_Recorded information_:
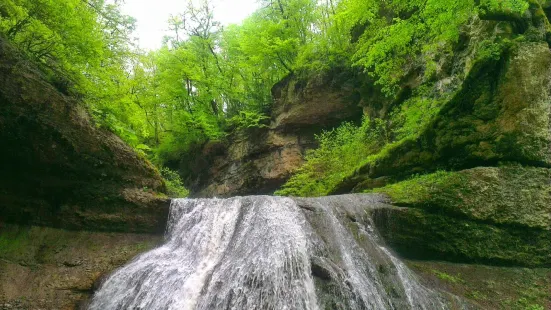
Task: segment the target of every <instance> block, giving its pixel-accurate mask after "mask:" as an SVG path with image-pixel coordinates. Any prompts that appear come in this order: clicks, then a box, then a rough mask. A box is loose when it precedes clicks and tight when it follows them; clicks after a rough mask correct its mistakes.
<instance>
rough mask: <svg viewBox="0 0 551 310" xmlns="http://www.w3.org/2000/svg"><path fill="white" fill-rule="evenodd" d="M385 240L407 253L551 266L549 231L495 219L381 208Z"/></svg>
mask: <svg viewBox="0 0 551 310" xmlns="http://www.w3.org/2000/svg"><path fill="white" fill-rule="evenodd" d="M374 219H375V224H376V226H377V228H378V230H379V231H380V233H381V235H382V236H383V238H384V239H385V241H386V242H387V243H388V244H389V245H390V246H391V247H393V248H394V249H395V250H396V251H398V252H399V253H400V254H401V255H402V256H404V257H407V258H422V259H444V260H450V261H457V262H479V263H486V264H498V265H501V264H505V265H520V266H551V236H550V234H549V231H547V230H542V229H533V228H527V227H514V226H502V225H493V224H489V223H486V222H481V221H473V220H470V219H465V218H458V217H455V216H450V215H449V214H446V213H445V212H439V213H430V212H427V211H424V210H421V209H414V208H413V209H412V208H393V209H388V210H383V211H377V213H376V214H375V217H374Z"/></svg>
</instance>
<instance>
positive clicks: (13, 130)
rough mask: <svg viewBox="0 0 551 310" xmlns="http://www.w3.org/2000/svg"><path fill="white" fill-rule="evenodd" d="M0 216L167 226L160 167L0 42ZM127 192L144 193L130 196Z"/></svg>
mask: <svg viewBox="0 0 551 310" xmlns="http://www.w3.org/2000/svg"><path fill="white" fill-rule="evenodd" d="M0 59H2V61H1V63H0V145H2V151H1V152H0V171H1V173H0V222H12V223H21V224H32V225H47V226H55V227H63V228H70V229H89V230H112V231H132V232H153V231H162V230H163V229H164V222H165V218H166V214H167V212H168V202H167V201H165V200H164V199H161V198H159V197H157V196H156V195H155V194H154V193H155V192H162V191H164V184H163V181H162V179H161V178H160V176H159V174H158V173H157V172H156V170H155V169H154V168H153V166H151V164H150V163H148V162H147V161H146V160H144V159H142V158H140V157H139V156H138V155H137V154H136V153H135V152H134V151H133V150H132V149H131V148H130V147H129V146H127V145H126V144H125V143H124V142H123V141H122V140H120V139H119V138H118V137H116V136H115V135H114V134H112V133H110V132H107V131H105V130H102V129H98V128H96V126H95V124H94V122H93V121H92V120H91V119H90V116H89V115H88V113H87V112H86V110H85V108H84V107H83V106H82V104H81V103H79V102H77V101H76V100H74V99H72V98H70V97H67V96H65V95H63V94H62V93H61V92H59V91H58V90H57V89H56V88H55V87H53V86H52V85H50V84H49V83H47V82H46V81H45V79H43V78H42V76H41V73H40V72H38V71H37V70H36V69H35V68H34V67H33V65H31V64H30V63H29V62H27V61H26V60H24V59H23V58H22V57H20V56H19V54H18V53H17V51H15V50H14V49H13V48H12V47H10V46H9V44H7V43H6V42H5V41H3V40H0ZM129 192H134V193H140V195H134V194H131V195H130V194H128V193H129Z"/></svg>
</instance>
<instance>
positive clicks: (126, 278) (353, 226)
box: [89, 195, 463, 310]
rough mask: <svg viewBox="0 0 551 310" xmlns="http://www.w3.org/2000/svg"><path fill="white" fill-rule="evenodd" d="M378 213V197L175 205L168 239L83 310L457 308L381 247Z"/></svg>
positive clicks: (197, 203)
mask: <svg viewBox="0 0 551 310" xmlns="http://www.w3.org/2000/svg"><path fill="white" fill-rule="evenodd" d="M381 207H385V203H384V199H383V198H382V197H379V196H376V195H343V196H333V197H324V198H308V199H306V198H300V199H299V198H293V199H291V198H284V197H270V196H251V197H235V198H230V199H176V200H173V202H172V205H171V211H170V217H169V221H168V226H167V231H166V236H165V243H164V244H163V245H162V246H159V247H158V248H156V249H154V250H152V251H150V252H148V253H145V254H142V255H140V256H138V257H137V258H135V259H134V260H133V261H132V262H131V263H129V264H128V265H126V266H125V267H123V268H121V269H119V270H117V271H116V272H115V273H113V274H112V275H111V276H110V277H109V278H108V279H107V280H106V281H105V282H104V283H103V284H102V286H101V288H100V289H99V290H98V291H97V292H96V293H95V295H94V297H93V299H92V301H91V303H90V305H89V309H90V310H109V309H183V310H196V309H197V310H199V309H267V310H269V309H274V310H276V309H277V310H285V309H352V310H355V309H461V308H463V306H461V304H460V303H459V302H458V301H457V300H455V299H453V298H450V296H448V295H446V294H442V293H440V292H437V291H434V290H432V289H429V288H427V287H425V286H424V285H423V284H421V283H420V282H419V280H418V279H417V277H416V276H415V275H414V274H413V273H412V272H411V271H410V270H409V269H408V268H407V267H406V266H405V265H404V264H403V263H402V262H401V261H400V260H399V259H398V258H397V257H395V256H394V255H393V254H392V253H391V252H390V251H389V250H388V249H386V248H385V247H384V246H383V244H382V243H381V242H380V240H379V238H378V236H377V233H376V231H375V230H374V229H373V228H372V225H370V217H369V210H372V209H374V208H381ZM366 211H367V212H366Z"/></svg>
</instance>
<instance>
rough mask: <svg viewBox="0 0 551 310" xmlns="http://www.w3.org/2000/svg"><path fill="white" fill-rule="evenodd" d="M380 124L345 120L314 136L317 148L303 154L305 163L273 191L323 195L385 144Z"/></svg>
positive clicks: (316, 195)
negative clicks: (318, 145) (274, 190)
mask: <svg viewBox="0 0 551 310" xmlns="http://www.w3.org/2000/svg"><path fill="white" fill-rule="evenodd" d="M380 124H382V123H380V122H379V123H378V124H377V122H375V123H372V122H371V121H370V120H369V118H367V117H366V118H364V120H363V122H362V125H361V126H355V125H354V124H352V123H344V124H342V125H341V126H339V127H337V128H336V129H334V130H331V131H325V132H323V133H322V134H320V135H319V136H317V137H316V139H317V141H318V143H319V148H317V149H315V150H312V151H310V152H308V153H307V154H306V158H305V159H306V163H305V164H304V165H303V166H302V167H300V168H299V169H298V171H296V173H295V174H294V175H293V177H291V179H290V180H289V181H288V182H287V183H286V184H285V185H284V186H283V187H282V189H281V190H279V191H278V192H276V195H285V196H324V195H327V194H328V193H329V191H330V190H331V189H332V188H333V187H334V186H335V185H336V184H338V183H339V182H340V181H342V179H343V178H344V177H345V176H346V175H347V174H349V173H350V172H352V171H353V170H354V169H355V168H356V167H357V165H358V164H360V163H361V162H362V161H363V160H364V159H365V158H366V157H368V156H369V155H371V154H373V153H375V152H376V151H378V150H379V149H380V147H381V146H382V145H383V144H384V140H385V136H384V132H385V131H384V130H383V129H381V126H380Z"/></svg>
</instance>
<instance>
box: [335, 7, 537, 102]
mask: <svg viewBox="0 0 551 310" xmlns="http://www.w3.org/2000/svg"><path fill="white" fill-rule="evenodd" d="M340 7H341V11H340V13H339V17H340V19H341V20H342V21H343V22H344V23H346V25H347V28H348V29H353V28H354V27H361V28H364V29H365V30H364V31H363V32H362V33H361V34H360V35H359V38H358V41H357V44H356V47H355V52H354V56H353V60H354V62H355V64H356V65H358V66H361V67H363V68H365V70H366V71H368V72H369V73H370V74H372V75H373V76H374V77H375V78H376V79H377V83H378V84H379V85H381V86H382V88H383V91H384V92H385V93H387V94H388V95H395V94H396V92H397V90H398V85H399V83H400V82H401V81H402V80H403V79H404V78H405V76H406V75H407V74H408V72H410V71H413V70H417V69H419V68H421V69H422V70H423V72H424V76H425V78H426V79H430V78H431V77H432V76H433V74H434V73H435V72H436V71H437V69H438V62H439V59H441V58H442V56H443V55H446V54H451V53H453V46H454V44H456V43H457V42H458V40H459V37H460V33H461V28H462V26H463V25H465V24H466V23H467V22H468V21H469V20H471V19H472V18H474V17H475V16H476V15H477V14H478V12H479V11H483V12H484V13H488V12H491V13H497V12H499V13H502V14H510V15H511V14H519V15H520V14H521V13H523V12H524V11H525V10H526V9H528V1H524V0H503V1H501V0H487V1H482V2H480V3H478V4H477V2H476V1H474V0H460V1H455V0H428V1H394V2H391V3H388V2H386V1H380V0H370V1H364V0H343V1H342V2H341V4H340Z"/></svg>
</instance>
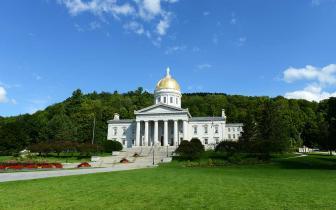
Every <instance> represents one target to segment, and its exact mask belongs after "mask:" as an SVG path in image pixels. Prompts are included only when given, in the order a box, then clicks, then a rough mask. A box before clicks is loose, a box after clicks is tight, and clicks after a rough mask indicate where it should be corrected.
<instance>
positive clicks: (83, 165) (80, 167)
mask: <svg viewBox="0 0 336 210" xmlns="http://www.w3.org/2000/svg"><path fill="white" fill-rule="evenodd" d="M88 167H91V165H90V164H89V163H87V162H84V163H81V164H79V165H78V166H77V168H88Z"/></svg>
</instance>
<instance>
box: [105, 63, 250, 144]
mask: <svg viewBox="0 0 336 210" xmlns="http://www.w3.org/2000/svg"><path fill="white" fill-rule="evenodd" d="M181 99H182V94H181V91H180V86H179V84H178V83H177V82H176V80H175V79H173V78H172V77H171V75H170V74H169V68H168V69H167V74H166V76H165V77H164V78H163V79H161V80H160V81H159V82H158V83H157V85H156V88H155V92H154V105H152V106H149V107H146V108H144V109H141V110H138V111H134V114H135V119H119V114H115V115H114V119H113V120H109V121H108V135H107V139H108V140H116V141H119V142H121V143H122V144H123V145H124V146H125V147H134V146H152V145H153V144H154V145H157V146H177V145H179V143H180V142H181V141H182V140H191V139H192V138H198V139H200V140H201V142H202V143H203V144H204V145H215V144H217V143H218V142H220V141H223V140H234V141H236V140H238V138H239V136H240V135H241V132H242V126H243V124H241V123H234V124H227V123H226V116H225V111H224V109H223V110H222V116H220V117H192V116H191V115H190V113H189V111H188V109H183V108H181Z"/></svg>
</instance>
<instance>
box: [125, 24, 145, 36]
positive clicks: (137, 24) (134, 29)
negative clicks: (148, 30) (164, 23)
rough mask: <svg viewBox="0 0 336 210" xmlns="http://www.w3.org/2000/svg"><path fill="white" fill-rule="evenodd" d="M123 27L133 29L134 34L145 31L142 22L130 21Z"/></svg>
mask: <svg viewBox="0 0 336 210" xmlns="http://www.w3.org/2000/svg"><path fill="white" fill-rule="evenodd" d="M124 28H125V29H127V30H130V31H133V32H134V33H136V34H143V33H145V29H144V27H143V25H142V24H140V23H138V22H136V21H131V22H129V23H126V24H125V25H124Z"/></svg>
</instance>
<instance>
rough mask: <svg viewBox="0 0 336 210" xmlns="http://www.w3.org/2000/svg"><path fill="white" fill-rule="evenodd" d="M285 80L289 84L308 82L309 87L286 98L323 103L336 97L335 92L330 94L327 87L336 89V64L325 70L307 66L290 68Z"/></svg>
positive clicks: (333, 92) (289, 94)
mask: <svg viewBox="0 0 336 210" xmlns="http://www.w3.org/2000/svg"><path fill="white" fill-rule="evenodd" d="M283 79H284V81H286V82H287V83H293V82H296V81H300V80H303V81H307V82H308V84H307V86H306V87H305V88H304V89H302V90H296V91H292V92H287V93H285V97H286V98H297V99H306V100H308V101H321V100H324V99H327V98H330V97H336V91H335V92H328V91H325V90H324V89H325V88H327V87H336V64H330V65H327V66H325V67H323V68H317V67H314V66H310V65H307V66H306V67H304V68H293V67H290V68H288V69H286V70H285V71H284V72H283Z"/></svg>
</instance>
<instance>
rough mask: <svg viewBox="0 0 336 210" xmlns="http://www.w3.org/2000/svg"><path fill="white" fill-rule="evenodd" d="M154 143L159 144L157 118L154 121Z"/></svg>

_Task requirements_: Rename "rough mask" to "coarse mask" in everything from the line containing "213V197L175 205L168 239L83" down to the line containing "positive clicks: (316, 195)". Reproduce only those lines of the listing, leaving the rest of their text unchanged.

_Result_:
coarse mask: <svg viewBox="0 0 551 310" xmlns="http://www.w3.org/2000/svg"><path fill="white" fill-rule="evenodd" d="M378 213V197L175 205L168 239L83 310L457 308L381 247Z"/></svg>
positive clicks: (197, 203)
mask: <svg viewBox="0 0 551 310" xmlns="http://www.w3.org/2000/svg"><path fill="white" fill-rule="evenodd" d="M381 207H385V203H384V199H383V198H382V197H379V196H376V195H343V196H333V197H324V198H308V199H306V198H300V199H299V198H293V199H291V198H284V197H270V196H251V197H235V198H230V199H176V200H173V202H172V205H171V211H170V217H169V221H168V226H167V231H166V236H165V243H164V244H163V245H162V246H159V247H158V248H156V249H154V250H152V251H150V252H148V253H145V254H142V255H140V256H138V257H137V258H135V259H134V260H133V261H132V262H131V263H129V264H128V265H126V266H125V267H123V268H121V269H119V270H117V271H116V272H115V273H113V274H112V275H111V276H110V277H109V278H108V279H107V280H106V281H105V282H104V283H103V284H102V286H101V288H100V289H99V290H98V291H97V292H96V293H95V295H94V297H93V299H92V301H91V303H90V305H89V309H90V310H109V309H183V310H196V309H197V310H199V309H267V310H269V309H274V310H276V309H277V310H285V309H352V310H355V309H461V308H463V306H461V304H460V303H459V302H458V301H457V300H455V299H453V298H450V296H448V295H446V294H442V293H440V292H437V291H434V290H432V289H429V288H427V287H425V286H424V285H423V284H421V283H420V282H419V280H418V279H417V277H416V276H415V275H414V274H413V273H412V272H411V271H410V270H409V269H408V268H407V267H406V266H405V265H404V264H403V263H402V262H401V261H400V260H399V259H398V258H397V257H395V256H394V255H393V254H392V253H391V252H390V251H389V250H388V249H386V248H385V247H384V246H383V244H382V243H381V242H380V240H379V238H378V236H377V233H376V231H375V230H374V229H373V228H372V225H370V217H369V210H372V209H374V208H381ZM366 211H367V212H366Z"/></svg>
</instance>
<instance>
coarse mask: <svg viewBox="0 0 551 310" xmlns="http://www.w3.org/2000/svg"><path fill="white" fill-rule="evenodd" d="M380 124L345 120L314 136L317 148L303 154L305 163L273 191L323 195L385 144Z"/></svg>
positive clicks: (316, 195)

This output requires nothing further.